-- Begin ITEMS --
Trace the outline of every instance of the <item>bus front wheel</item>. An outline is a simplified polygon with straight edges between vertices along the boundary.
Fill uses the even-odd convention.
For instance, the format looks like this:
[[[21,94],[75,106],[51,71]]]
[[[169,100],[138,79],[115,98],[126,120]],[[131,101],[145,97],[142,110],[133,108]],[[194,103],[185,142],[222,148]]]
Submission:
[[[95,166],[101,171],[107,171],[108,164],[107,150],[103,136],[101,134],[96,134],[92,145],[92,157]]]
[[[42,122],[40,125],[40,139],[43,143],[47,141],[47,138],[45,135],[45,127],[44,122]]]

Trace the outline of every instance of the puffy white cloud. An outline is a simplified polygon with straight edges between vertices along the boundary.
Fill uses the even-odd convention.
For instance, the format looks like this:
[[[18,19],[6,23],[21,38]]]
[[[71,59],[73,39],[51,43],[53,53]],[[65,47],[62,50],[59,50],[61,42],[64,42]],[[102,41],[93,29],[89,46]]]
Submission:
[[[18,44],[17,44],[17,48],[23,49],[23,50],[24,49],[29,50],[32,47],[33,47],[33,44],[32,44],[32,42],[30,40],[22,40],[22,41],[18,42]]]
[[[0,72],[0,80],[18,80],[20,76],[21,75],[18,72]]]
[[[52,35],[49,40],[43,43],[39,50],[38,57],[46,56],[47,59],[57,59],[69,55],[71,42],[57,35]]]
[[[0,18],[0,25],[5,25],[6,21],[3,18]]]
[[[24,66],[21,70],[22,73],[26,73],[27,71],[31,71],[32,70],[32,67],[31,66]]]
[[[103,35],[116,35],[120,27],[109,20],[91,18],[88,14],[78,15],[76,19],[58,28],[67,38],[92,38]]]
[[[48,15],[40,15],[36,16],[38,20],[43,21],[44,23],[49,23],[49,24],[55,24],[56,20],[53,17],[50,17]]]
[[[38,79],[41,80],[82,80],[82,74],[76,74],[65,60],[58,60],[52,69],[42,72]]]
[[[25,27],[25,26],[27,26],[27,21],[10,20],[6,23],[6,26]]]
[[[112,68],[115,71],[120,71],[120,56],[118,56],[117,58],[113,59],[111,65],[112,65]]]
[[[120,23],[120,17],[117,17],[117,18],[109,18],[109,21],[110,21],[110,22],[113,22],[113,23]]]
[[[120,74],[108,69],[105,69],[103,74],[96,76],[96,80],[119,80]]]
-- End ITEMS --
THE EXERCISE
Reproduce verbatim the part of the records that opens with the line containing "Trace the outline of every instance of the puffy" and runs through the end of the records, with both ends included.

WRITTEN REPLY
Trace the outline of every instance of the puffy white cloud. An outline is a simplified polygon with straight edges between vertices along the boundary.
Fill uses the even-odd convention.
For instance, the format looks like this:
[[[18,19],[6,23],[21,38]]]
[[[71,59],[73,39],[51,43],[53,53]],[[65,47],[62,50],[59,50],[61,42],[64,42]],[[102,41],[93,29],[89,46]]]
Submission:
[[[18,44],[17,44],[17,48],[23,49],[23,50],[24,49],[29,50],[32,47],[33,47],[33,44],[32,44],[32,42],[30,40],[22,40],[22,41],[18,42]]]
[[[0,72],[0,80],[18,80],[20,76],[21,75],[18,72]]]
[[[52,35],[49,40],[43,43],[39,50],[38,57],[46,56],[47,59],[57,59],[69,55],[71,42],[57,35]]]
[[[0,18],[0,25],[5,25],[6,21],[3,18]]]
[[[24,66],[21,70],[22,73],[26,73],[27,71],[31,71],[32,70],[32,67],[31,66]]]
[[[103,35],[116,35],[120,27],[109,20],[91,18],[88,14],[78,15],[76,19],[58,28],[67,38],[92,38]]]
[[[48,15],[40,15],[36,16],[38,20],[43,21],[44,23],[49,23],[49,24],[55,24],[56,20],[53,17],[50,17]]]
[[[38,79],[41,80],[82,80],[82,74],[76,74],[65,60],[58,60],[52,69],[42,72]]]
[[[25,27],[25,26],[27,26],[27,21],[10,20],[6,23],[6,26]]]
[[[112,68],[115,71],[120,71],[120,56],[118,56],[117,58],[113,59],[111,65],[112,65]]]
[[[120,23],[120,17],[117,17],[117,18],[109,18],[109,21],[110,21],[110,22],[113,22],[113,23]]]
[[[120,74],[108,69],[105,69],[103,74],[96,76],[96,80],[119,80]]]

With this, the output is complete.